→ Given problem
Rewrite the lines below as a numbered list, skipping any blank lines and leaving out the pictures.

→ Records shown
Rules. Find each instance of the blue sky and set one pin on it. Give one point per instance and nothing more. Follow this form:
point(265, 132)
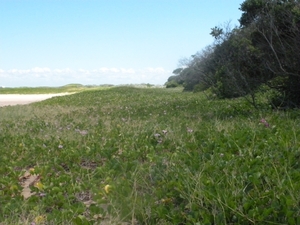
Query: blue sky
point(57, 42)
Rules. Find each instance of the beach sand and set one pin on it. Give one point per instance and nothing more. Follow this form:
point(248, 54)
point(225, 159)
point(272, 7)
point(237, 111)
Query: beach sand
point(17, 99)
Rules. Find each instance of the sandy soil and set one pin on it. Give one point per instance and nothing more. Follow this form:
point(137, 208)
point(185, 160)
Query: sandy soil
point(14, 99)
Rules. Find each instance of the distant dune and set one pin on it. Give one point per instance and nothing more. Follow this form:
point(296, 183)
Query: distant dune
point(17, 99)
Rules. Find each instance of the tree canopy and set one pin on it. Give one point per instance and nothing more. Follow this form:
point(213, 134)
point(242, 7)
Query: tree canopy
point(262, 51)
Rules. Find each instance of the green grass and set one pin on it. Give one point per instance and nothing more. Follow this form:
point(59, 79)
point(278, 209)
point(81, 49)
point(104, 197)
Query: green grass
point(168, 158)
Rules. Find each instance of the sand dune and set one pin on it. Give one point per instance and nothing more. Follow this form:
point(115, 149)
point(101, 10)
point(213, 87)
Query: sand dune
point(17, 99)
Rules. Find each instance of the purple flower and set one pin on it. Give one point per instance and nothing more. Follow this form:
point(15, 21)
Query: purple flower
point(189, 130)
point(264, 122)
point(83, 132)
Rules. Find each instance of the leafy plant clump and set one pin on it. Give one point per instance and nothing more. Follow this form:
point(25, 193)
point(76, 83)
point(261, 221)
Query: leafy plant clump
point(126, 155)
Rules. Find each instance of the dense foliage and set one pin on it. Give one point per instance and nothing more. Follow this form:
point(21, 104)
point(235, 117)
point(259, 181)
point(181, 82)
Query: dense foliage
point(263, 51)
point(148, 156)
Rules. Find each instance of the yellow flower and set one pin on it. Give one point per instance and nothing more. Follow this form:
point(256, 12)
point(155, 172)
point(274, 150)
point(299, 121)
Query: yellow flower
point(107, 188)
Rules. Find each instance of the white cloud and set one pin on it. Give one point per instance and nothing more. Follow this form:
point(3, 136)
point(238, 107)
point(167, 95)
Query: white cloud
point(40, 70)
point(57, 77)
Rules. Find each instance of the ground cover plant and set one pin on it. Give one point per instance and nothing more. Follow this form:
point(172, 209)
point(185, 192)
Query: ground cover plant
point(148, 156)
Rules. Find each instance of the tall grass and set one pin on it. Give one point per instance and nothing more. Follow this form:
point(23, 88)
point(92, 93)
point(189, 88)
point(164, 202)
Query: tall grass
point(148, 156)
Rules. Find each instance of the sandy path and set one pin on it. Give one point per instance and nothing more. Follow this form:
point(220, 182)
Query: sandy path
point(16, 99)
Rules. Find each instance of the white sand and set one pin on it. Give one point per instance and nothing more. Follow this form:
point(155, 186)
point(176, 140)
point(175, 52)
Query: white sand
point(16, 99)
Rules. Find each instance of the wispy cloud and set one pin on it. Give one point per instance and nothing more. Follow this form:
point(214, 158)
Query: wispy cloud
point(38, 76)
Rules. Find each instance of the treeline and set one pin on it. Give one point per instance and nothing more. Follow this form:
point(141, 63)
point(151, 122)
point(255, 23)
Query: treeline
point(263, 52)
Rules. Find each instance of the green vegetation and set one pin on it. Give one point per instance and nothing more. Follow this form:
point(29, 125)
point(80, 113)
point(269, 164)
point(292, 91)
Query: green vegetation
point(262, 51)
point(148, 156)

→ Solution to this task
1. Rules. Find each instance of the blue sky and set one pin on it. Give one point per instance and nothing more. Follow this form:
2. point(265, 132)
3. Query: blue sky
4. point(57, 42)
5. Rules. Find each instance of the beach sand and set one pin on it. Give one point per instance and nothing more. Follow this form:
6. point(248, 54)
7. point(225, 159)
8. point(272, 7)
9. point(237, 111)
10. Query: beach sand
11. point(17, 99)
12. Rules. Find each instance of the sandy soil and set one pin on it. Give one point per instance and nothing more. Follow this form:
13. point(137, 208)
14. point(185, 160)
15. Query: sandy soil
16. point(14, 99)
17. Rules. Find each instance of the distant dune and set one pin on it. Give one point per instance and nothing more. Follow this form:
18. point(296, 183)
19. Query: distant dune
20. point(17, 99)
21. Rules. Find each instance of the tree canopy and set one pin on it. Give one point per instance and nothing more. Follow this form:
22. point(213, 134)
23. point(242, 7)
24. Query: tree canopy
25. point(262, 51)
26. Rules. Find each instance of the green grass and set one pin on it. Give one point per instance and nothing more. Follow this form:
27. point(59, 79)
28. point(278, 209)
29. point(81, 49)
30. point(104, 197)
31. Query: green grass
32. point(168, 158)
33. Rules. Find each instance of the sand dune and set one pin on it. Give one point per instance and nothing more. Follow this form:
34. point(115, 149)
35. point(101, 10)
36. point(213, 87)
37. Query: sand dune
38. point(17, 99)
39. Rules. Find each instance of the purple flower and set one pin on it. Give one point per instance and nothing more. Follow this form:
40. point(15, 21)
41. Query: purple flower
42. point(189, 130)
43. point(264, 122)
44. point(83, 132)
45. Rules. Find each instance of the leafy plant clump and set one pin on it. Give one point per instance and nothing more. Follow this form:
46. point(25, 193)
47. point(76, 83)
48. point(261, 221)
49. Query: leafy plant clump
50. point(126, 155)
51. Rules. Find each instance of the dense foliage and set one pin on it. Give one point per instance and nothing more. Follow this form:
52. point(21, 104)
53. point(235, 117)
54. point(259, 181)
55. point(181, 82)
56. Query: dense foliage
57. point(263, 51)
58. point(148, 156)
59. Rules. Find each instance of the yellow flower and set one pin on it. Give one point per instance and nothing more. Follow this form:
60. point(256, 12)
61. point(155, 172)
62. point(274, 150)
63. point(299, 121)
64. Query: yellow flower
65. point(107, 188)
66. Rules. Find each instance of the white cloud and set one pin on it. Give one point per instance and nothing more. Follow this form:
67. point(3, 136)
68. point(238, 107)
69. point(167, 95)
70. Query: white cloud
71. point(40, 70)
72. point(57, 77)
73. Rules. Find each instance of the ground cover plant and set one pin on it. Give one point per instance and nothing more. Follow this form:
74. point(172, 209)
75. point(185, 192)
76. Query: ground cover plant
77. point(148, 156)
78. Rules. Find each instance of the tall grass and set one pin on it. Give one point per instance and nothing more. Follow this form:
79. point(23, 88)
80. point(92, 93)
81. point(189, 88)
82. point(164, 202)
83. Query: tall grass
84. point(148, 156)
85. Rules. Find each instance of the sandy path and set one pin on it. Give one point per instance and nothing more. Follow this form:
86. point(220, 182)
87. Query: sandy path
88. point(16, 99)
89. Rules. Find each instance of the white sand and set one pin on it. Give one point per instance and nothing more. Follow this form:
90. point(155, 186)
91. point(176, 140)
92. point(175, 52)
93. Query: white sand
94. point(16, 99)
95. Rules. Find each instance of the wispy cloud and set one pin on it. Give one point per instance and nothing more. Follow this form:
96. point(214, 158)
97. Query: wispy cloud
98. point(38, 76)
99. Rules. Find each instance of the treeline and set one pin on it. Give one point per instance and nothing more. Follow this form:
100. point(141, 63)
101. point(151, 122)
102. point(255, 23)
103. Query: treeline
104. point(263, 52)
105. Rules. Find each instance of the green vegetation and set one pin on it. Give one point per instance and nothing more. Follow this form:
106. point(29, 125)
107. point(80, 113)
108. point(269, 164)
109. point(292, 91)
110. Query: green vegetation
111. point(262, 51)
112. point(148, 156)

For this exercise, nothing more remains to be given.